▸ Input material:
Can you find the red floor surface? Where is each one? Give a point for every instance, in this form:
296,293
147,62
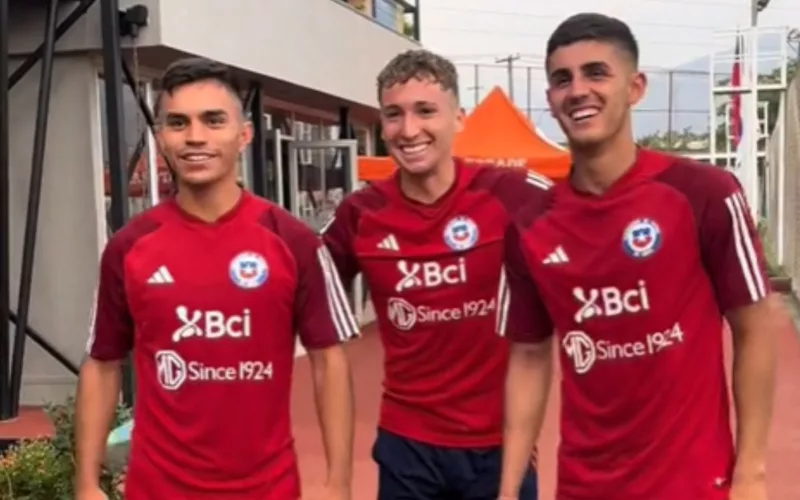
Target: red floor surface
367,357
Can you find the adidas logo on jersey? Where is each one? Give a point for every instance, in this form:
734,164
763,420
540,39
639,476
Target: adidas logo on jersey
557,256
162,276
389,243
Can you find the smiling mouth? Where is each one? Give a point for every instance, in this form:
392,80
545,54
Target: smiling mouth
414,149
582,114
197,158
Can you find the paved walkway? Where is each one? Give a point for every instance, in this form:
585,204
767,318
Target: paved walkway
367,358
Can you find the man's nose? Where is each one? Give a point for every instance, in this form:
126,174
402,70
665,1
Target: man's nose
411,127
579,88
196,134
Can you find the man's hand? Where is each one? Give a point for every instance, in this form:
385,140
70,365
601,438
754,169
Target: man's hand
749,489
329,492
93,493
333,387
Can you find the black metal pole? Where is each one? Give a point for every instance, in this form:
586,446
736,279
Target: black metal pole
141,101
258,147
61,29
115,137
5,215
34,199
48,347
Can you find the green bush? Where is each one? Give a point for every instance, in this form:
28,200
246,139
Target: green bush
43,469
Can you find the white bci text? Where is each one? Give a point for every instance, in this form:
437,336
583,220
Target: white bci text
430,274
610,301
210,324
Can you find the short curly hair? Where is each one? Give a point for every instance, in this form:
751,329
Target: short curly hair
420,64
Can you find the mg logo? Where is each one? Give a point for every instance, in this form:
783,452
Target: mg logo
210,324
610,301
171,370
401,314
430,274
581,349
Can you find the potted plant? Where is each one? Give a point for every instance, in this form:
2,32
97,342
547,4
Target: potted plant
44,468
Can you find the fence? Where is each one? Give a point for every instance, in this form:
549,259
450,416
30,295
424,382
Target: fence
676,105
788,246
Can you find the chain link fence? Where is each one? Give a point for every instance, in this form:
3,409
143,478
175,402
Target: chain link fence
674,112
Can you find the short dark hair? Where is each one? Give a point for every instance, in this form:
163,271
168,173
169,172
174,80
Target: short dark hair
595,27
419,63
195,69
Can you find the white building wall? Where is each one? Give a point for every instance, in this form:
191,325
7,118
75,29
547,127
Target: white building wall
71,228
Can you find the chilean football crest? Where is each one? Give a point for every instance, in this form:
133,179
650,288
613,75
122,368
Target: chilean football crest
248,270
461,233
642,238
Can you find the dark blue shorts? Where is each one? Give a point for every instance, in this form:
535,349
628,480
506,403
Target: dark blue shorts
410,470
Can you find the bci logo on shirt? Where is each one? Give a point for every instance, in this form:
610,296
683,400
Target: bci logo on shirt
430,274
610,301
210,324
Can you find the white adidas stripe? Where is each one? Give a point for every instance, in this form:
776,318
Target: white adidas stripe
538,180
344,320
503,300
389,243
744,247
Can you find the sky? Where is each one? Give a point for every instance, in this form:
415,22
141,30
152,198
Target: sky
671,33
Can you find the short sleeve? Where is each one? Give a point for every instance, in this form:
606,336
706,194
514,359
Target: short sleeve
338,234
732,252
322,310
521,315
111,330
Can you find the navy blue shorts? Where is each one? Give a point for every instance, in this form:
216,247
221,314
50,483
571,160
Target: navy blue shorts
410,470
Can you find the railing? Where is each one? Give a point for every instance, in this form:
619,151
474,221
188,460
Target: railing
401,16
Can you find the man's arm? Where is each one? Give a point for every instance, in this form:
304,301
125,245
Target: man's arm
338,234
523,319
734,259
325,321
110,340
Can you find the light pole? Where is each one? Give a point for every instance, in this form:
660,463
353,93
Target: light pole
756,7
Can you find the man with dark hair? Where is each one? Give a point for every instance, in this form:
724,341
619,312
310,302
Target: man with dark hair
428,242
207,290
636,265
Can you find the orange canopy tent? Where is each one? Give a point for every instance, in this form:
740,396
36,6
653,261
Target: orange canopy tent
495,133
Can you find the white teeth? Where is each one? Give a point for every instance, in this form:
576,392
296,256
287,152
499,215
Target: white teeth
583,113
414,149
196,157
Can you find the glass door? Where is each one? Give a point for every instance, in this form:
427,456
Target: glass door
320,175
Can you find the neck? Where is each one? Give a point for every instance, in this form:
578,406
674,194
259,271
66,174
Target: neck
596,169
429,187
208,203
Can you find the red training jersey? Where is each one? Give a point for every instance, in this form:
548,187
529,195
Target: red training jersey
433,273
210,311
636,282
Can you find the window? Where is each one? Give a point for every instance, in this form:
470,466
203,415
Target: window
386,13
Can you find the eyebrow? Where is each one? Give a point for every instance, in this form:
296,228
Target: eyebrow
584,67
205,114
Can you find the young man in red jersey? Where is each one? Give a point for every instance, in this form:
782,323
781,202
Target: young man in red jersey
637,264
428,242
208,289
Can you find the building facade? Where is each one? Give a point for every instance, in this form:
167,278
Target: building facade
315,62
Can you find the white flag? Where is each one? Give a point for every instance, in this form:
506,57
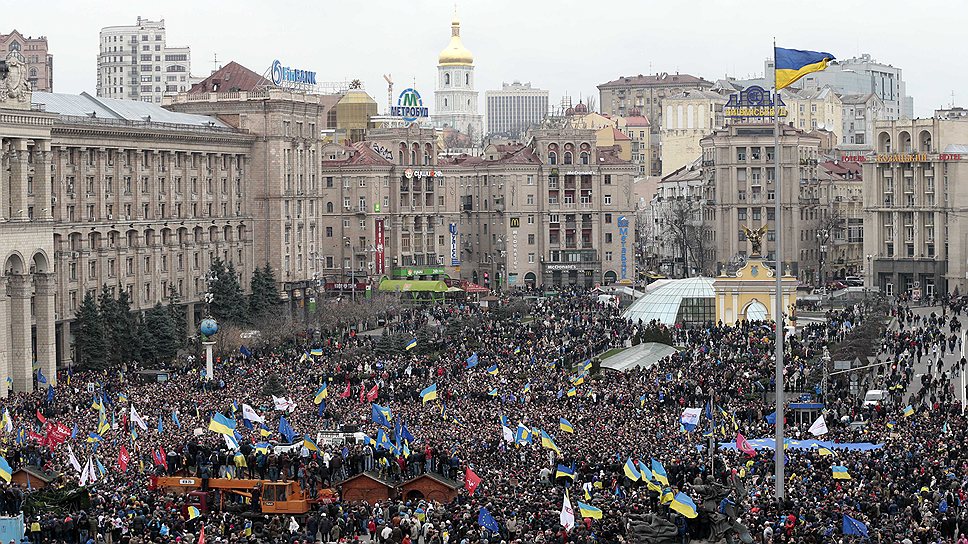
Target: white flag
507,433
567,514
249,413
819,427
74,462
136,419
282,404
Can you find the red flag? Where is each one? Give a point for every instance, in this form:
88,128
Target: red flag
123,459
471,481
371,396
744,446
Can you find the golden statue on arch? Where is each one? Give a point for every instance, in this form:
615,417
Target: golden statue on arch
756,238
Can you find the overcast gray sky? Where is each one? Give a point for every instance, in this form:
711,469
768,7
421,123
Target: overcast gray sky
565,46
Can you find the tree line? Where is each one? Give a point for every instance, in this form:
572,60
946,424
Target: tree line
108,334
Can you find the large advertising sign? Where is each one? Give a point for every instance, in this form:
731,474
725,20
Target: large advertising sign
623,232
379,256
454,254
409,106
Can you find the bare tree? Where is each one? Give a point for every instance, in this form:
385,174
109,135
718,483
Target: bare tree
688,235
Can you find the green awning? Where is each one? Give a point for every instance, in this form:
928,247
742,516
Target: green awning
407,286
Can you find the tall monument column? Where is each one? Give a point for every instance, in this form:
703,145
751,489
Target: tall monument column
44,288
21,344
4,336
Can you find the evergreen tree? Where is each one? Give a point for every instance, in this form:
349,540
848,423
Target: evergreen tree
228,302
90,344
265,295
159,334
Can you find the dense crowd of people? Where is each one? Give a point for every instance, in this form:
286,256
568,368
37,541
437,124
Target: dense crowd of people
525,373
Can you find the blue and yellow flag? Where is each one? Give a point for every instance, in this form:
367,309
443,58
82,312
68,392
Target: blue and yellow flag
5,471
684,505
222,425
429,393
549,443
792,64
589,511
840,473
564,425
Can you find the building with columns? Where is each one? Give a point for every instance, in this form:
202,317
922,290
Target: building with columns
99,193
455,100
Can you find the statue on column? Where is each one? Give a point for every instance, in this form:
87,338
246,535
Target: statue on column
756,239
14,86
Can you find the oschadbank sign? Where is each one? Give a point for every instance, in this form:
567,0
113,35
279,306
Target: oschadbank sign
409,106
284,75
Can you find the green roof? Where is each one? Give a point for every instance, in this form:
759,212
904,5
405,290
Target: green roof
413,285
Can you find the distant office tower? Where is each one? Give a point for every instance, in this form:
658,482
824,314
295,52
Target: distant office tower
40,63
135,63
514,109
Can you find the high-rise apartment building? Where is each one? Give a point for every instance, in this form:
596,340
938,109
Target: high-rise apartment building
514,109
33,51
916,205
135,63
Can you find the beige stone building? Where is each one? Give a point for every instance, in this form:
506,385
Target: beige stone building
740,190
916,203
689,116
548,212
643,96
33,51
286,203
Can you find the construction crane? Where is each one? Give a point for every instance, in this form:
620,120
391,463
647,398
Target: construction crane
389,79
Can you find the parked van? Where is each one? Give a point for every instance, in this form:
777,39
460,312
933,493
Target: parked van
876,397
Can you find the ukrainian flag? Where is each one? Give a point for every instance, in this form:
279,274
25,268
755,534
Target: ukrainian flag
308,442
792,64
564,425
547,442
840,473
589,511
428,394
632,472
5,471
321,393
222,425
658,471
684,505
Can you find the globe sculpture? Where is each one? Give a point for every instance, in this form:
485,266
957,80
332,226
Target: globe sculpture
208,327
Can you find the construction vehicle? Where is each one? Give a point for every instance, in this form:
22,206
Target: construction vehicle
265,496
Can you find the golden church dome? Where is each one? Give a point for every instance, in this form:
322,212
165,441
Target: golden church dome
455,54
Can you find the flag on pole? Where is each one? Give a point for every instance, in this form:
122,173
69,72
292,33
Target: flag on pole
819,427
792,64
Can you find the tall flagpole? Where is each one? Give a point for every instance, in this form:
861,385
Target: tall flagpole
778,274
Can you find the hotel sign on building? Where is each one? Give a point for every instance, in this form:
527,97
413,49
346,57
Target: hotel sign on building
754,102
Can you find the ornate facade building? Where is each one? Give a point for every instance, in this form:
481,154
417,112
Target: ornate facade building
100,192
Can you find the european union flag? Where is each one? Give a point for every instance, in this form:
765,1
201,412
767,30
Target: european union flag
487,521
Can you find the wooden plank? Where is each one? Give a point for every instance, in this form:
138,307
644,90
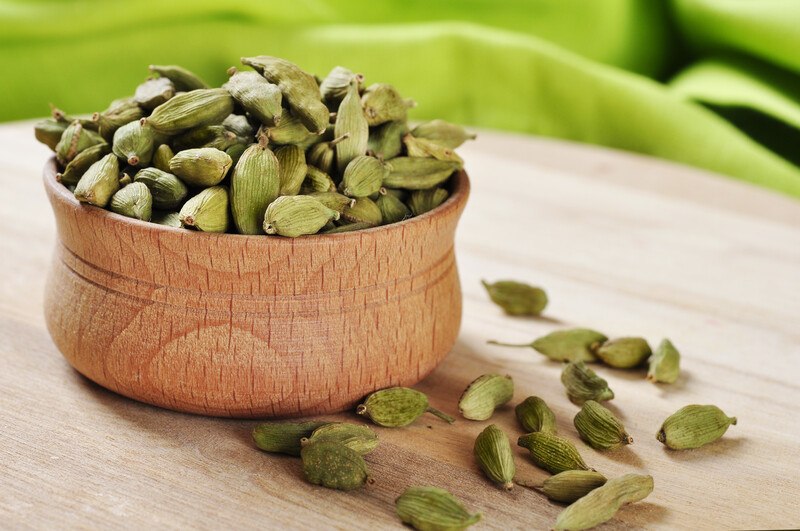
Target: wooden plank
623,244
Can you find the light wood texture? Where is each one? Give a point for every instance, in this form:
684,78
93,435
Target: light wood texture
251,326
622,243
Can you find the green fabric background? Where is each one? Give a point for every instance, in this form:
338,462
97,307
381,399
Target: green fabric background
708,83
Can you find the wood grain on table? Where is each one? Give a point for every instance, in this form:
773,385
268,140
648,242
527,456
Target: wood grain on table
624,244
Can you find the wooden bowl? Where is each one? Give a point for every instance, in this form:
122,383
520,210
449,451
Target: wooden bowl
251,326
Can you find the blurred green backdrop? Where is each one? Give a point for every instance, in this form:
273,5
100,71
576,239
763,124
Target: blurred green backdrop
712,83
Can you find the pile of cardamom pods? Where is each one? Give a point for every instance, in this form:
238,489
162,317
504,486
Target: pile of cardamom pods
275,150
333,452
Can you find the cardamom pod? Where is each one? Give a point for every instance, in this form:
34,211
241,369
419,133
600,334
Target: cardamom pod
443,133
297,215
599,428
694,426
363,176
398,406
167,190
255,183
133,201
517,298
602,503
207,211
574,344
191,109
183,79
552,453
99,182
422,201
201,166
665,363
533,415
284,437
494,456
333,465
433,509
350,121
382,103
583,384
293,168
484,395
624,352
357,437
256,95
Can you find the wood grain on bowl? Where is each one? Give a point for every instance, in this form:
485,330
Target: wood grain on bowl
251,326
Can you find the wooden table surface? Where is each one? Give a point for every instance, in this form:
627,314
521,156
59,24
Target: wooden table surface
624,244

▸ Work task: Please give back only the lines starting with the one that contains "Target: wood grain on bowl" and ending with the last line of the listing, retyped exactly.

▸ Task solution:
Target: wood grain on bowl
251,326
Can you find the wooden table surface? Where is each one? Give a point for every instance, in this form:
627,314
521,156
59,24
Target: wooden table surface
624,244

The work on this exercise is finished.